Reading passage:
Returning to school in a pandemic is undiscovered territory and disturbing to students. Here, is an advice on how parents can help their children to be prepared for schooling.
As a parent, if you think going back to school is OK, so will your child
Back to school usually means falling into a familiar routine, but now everything is different, from the one-way system to playground rules. If your child is nervous about returning, communicate with calm words and actions that it is safe. This will significantly increase their chances of a smooth transition. Prepare your child with information before the term starts. Reassure them that it’s OK if they forget the odd Covid-19 regime rule; it takes time to learn anything new.
Support your child to face their worries
Periods of separation can make us anxious and some children are worried about returning to school. The Parents’ job is to help them tolerate anxiety and hold the bigger picture. Even young children may have overheard frightening news headlines or conversations, so model a calm, pragmatic attitude which will decrease their anxiety levels. Remember, avoidance is never the answer when anxiety is in the mix. The thought of something is often more worrying than doing it, so support your child calmly, kindly and firmly back to school using a step-by-step plan. Reward the one who is achieving the first steps as these are most challenging.

Required tasks:
A. In the advice on returning to school during the pandemic, what is never the answer when anxiety is in the mix?
B. Extend the advice on helping children return to school during the pandemic, picking up after its last sentence.

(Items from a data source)
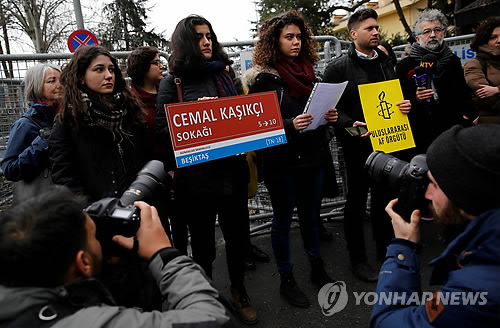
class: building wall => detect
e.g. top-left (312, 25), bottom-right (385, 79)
top-left (333, 0), bottom-right (427, 37)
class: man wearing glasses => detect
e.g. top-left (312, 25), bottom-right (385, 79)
top-left (396, 9), bottom-right (477, 153)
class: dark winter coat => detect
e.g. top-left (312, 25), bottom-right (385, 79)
top-left (396, 52), bottom-right (477, 153)
top-left (464, 44), bottom-right (500, 124)
top-left (323, 43), bottom-right (396, 143)
top-left (243, 66), bottom-right (331, 175)
top-left (49, 115), bottom-right (151, 202)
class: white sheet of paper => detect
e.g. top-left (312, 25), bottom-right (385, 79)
top-left (302, 81), bottom-right (347, 131)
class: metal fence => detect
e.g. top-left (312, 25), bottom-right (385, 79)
top-left (0, 36), bottom-right (348, 220)
top-left (0, 34), bottom-right (474, 223)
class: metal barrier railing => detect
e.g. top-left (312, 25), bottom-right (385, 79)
top-left (0, 42), bottom-right (349, 222)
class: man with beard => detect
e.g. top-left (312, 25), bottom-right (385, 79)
top-left (370, 124), bottom-right (500, 327)
top-left (0, 186), bottom-right (236, 328)
top-left (323, 9), bottom-right (411, 282)
top-left (396, 9), bottom-right (478, 154)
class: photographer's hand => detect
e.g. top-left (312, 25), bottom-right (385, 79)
top-left (385, 198), bottom-right (420, 243)
top-left (113, 202), bottom-right (172, 260)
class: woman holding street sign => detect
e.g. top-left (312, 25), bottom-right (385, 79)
top-left (157, 15), bottom-right (257, 323)
top-left (243, 10), bottom-right (338, 307)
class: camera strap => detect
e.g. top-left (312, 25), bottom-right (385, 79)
top-left (21, 115), bottom-right (43, 130)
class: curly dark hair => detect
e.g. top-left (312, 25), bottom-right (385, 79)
top-left (470, 16), bottom-right (500, 52)
top-left (253, 10), bottom-right (319, 67)
top-left (58, 46), bottom-right (144, 132)
top-left (347, 8), bottom-right (378, 32)
top-left (127, 46), bottom-right (160, 86)
top-left (169, 15), bottom-right (233, 73)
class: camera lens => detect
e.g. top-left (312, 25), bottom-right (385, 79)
top-left (120, 160), bottom-right (167, 206)
top-left (365, 151), bottom-right (409, 190)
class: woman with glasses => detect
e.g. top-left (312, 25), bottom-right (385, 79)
top-left (127, 46), bottom-right (164, 145)
top-left (464, 16), bottom-right (500, 124)
top-left (2, 63), bottom-right (63, 203)
top-left (157, 15), bottom-right (257, 324)
top-left (127, 46), bottom-right (188, 254)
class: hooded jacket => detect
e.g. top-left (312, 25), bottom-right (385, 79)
top-left (370, 209), bottom-right (500, 328)
top-left (0, 248), bottom-right (235, 328)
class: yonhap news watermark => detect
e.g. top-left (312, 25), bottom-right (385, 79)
top-left (318, 281), bottom-right (488, 316)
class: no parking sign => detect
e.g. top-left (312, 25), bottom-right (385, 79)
top-left (68, 30), bottom-right (97, 52)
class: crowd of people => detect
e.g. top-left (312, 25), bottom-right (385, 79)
top-left (0, 9), bottom-right (500, 327)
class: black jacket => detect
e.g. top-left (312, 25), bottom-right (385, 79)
top-left (156, 73), bottom-right (249, 195)
top-left (243, 66), bottom-right (331, 175)
top-left (396, 56), bottom-right (477, 153)
top-left (323, 43), bottom-right (395, 140)
top-left (49, 120), bottom-right (151, 202)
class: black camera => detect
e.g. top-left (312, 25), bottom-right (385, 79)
top-left (365, 151), bottom-right (429, 222)
top-left (85, 160), bottom-right (167, 252)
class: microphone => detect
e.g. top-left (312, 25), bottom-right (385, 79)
top-left (420, 54), bottom-right (437, 75)
top-left (413, 66), bottom-right (430, 88)
top-left (415, 54), bottom-right (439, 102)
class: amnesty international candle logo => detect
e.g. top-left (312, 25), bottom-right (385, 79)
top-left (358, 80), bottom-right (415, 153)
top-left (377, 91), bottom-right (394, 120)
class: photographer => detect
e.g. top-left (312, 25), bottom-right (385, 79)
top-left (370, 124), bottom-right (500, 327)
top-left (0, 187), bottom-right (236, 327)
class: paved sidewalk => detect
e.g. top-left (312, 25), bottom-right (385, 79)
top-left (209, 218), bottom-right (445, 328)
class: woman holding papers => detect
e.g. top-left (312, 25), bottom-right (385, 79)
top-left (157, 15), bottom-right (257, 323)
top-left (243, 10), bottom-right (337, 307)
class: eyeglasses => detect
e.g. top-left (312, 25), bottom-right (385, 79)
top-left (418, 27), bottom-right (444, 36)
top-left (149, 59), bottom-right (165, 67)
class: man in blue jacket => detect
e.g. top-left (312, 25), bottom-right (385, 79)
top-left (370, 124), bottom-right (500, 327)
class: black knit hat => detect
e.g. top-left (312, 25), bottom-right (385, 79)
top-left (427, 124), bottom-right (500, 216)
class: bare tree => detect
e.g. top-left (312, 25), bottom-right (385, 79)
top-left (2, 0), bottom-right (75, 53)
top-left (0, 0), bottom-right (13, 78)
top-left (393, 0), bottom-right (412, 36)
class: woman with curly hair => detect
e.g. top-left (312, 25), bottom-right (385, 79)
top-left (243, 10), bottom-right (338, 307)
top-left (49, 46), bottom-right (161, 310)
top-left (464, 16), bottom-right (500, 124)
top-left (49, 46), bottom-right (149, 202)
top-left (157, 15), bottom-right (257, 324)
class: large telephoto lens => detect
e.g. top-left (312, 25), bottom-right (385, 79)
top-left (120, 160), bottom-right (167, 206)
top-left (365, 151), bottom-right (409, 190)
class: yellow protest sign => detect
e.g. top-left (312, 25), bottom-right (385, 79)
top-left (358, 80), bottom-right (415, 153)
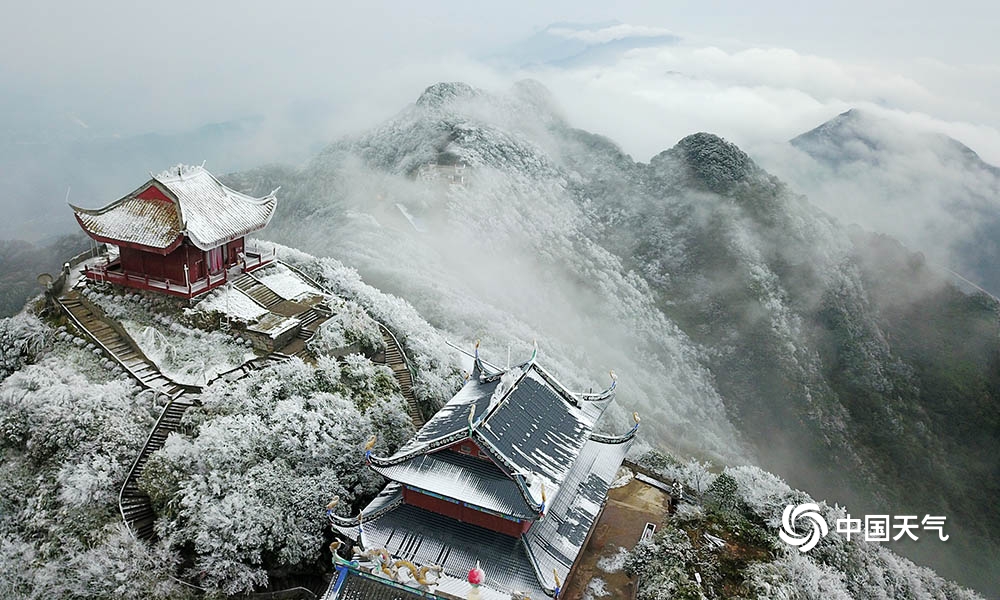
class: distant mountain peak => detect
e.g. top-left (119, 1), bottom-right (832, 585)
top-left (790, 108), bottom-right (1000, 176)
top-left (661, 132), bottom-right (759, 193)
top-left (417, 81), bottom-right (482, 108)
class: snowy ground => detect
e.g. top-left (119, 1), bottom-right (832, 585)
top-left (122, 320), bottom-right (256, 385)
top-left (196, 286), bottom-right (268, 323)
top-left (254, 263), bottom-right (323, 300)
top-left (86, 289), bottom-right (255, 385)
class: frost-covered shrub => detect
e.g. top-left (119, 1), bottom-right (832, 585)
top-left (309, 301), bottom-right (385, 356)
top-left (140, 355), bottom-right (413, 594)
top-left (0, 312), bottom-right (52, 381)
top-left (280, 247), bottom-right (463, 411)
top-left (0, 345), bottom-right (190, 600)
top-left (625, 527), bottom-right (704, 600)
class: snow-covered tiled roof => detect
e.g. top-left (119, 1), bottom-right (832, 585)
top-left (72, 166), bottom-right (276, 253)
top-left (521, 440), bottom-right (632, 589)
top-left (373, 450), bottom-right (538, 519)
top-left (371, 360), bottom-right (608, 516)
top-left (72, 196), bottom-right (184, 250)
top-left (337, 440), bottom-right (632, 598)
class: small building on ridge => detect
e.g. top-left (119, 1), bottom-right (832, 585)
top-left (325, 352), bottom-right (638, 600)
top-left (70, 166), bottom-right (276, 298)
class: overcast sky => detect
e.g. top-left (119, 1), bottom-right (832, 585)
top-left (0, 0), bottom-right (1000, 162)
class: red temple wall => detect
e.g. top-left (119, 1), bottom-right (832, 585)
top-left (119, 240), bottom-right (213, 285)
top-left (403, 487), bottom-right (531, 537)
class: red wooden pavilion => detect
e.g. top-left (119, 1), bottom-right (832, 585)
top-left (70, 165), bottom-right (276, 298)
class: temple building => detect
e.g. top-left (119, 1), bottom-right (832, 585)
top-left (325, 350), bottom-right (639, 600)
top-left (70, 166), bottom-right (276, 298)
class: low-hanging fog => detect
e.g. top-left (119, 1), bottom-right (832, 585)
top-left (0, 2), bottom-right (1000, 589)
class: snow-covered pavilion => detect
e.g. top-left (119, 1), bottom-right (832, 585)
top-left (70, 165), bottom-right (276, 298)
top-left (326, 351), bottom-right (638, 600)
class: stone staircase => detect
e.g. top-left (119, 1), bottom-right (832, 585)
top-left (118, 394), bottom-right (197, 540)
top-left (379, 323), bottom-right (425, 429)
top-left (58, 290), bottom-right (188, 397)
top-left (231, 273), bottom-right (285, 308)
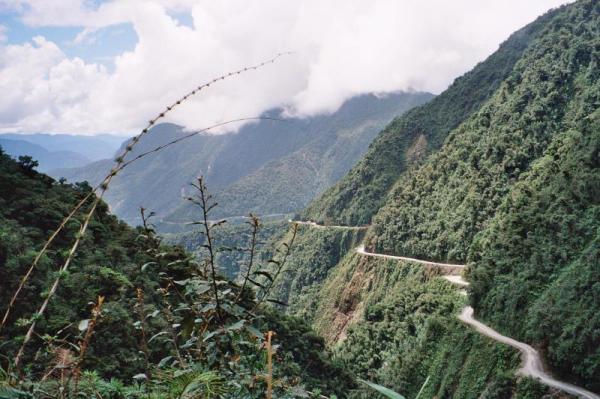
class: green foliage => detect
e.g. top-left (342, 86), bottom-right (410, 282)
top-left (315, 255), bottom-right (520, 398)
top-left (0, 153), bottom-right (352, 399)
top-left (52, 93), bottom-right (432, 228)
top-left (162, 221), bottom-right (288, 280)
top-left (370, 2), bottom-right (600, 261)
top-left (359, 380), bottom-right (406, 399)
top-left (305, 4), bottom-right (568, 225)
top-left (273, 225), bottom-right (364, 322)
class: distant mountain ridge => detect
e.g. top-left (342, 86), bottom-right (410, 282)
top-left (0, 133), bottom-right (123, 172)
top-left (50, 93), bottom-right (433, 226)
top-left (276, 0), bottom-right (600, 398)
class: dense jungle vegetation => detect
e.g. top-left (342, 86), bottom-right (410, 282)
top-left (268, 1), bottom-right (600, 397)
top-left (304, 3), bottom-right (558, 225)
top-left (0, 152), bottom-right (354, 398)
top-left (368, 1), bottom-right (600, 390)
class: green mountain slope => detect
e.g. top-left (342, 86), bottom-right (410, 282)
top-left (368, 1), bottom-right (600, 390)
top-left (51, 93), bottom-right (432, 226)
top-left (270, 0), bottom-right (600, 398)
top-left (0, 147), bottom-right (355, 398)
top-left (303, 7), bottom-right (564, 225)
top-left (0, 135), bottom-right (91, 172)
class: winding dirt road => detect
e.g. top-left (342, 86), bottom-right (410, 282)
top-left (290, 220), bottom-right (600, 399)
top-left (458, 306), bottom-right (600, 399)
top-left (356, 245), bottom-right (465, 269)
top-left (288, 219), bottom-right (369, 230)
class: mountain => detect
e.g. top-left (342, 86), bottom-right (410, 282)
top-left (0, 133), bottom-right (123, 161)
top-left (0, 133), bottom-right (123, 172)
top-left (51, 93), bottom-right (432, 228)
top-left (0, 138), bottom-right (355, 398)
top-left (0, 136), bottom-right (91, 172)
top-left (268, 0), bottom-right (600, 398)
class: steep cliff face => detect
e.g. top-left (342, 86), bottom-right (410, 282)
top-left (274, 1), bottom-right (600, 398)
top-left (304, 4), bottom-right (557, 225)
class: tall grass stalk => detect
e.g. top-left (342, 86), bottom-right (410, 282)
top-left (8, 53), bottom-right (288, 370)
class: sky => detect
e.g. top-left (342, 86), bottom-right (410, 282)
top-left (0, 0), bottom-right (569, 135)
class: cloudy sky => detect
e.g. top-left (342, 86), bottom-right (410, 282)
top-left (0, 0), bottom-right (568, 134)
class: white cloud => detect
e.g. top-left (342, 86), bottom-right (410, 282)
top-left (0, 0), bottom-right (566, 133)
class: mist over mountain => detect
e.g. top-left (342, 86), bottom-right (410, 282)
top-left (0, 0), bottom-right (600, 399)
top-left (0, 133), bottom-right (123, 172)
top-left (50, 93), bottom-right (433, 229)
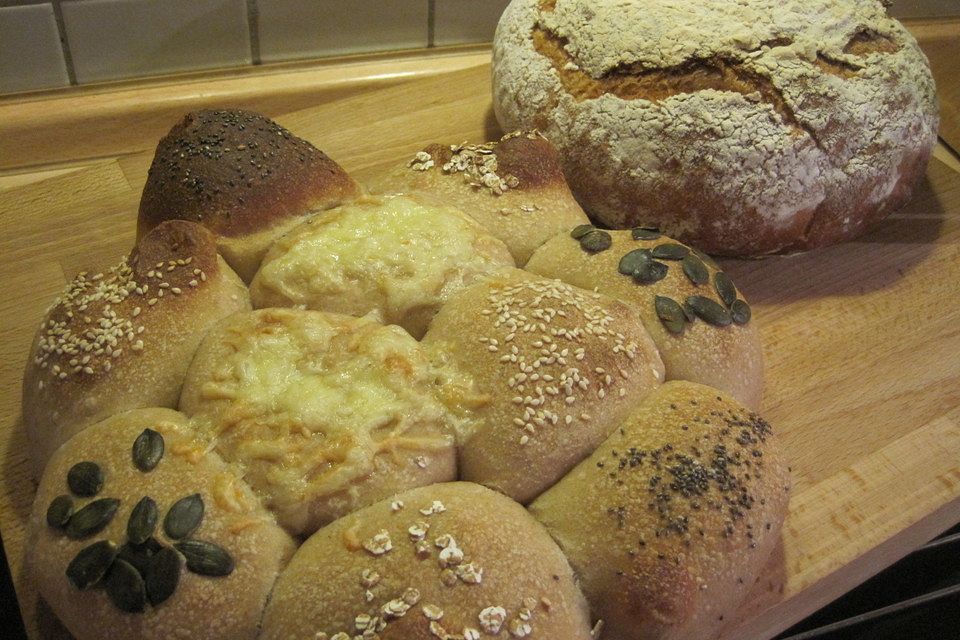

Responses to the tasks:
A. Avoidance is never the answer.

B.
Young brains learn best when they feel calm
For pupils who are ready to get back to learning, parental enthusiasm is important. Others may not be ready yet and for them, too much academic pressure will backfire. We know the brain needs to feel calm before it can learn effectively, so a child’s wellbeing needs to be the priority for parents and teachers and then successful attainment will follow. Now more than ever, kindness and connection will see us through.
Friendship groups are likely to have shifted
School is as much about relationships as schoolwork, so there may be trepidation when children think about their position in class or small friendship groups. Talk about shifts in friendships as a given, this will help them adapt and be open to change, which is conducive to relationship building. At the same time, you may need to set up some scaffolding to ease socially cautious children back into things, so organize some events with classmates.
Listen, reflect and (this is the hard part) sit with it
hatever your child’s communication style, the advice is similar: listen first (it’s hard) and rephrase what they said, then they know they have been heard. This sounding board means children can figure out their thoughts and feelings. Simply listening and accepting is enormously healing.